* START *

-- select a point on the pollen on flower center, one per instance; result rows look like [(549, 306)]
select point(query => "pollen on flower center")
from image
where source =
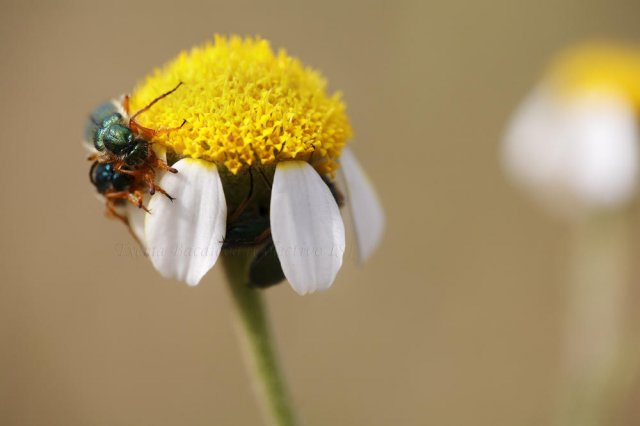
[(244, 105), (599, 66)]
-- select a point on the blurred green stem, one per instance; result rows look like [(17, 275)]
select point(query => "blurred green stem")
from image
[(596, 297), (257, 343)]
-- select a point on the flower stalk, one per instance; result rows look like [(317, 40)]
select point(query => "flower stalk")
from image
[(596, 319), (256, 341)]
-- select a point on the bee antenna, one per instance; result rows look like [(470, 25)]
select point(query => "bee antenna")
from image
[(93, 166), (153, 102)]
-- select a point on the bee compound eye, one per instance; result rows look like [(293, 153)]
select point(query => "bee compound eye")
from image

* END *
* START *

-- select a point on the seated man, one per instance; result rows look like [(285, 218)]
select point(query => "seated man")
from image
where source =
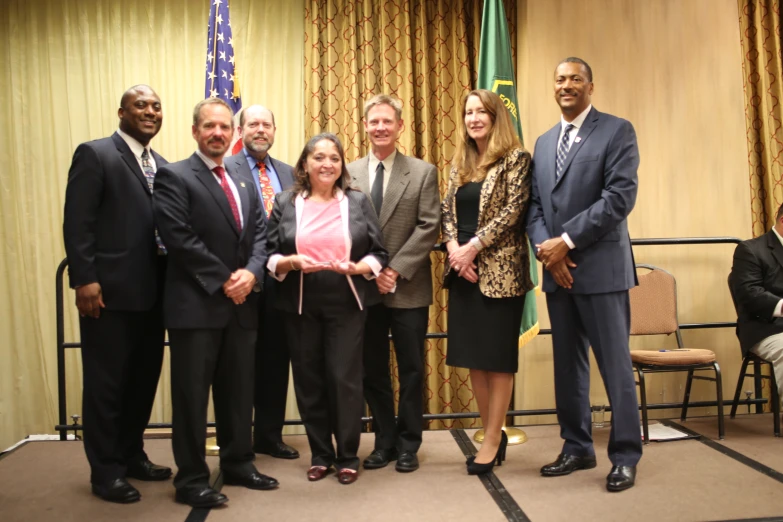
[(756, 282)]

* END *

**What the task requires:** Reproduce the data from the line containing "-- select a point on the seated" up to and including the line containing "[(756, 282)]", omitting the pictures.

**Solution to the problem:**
-- select a point on the seated man, one per instance; result rows look like [(285, 218)]
select point(query => "seated man")
from image
where source =
[(756, 282)]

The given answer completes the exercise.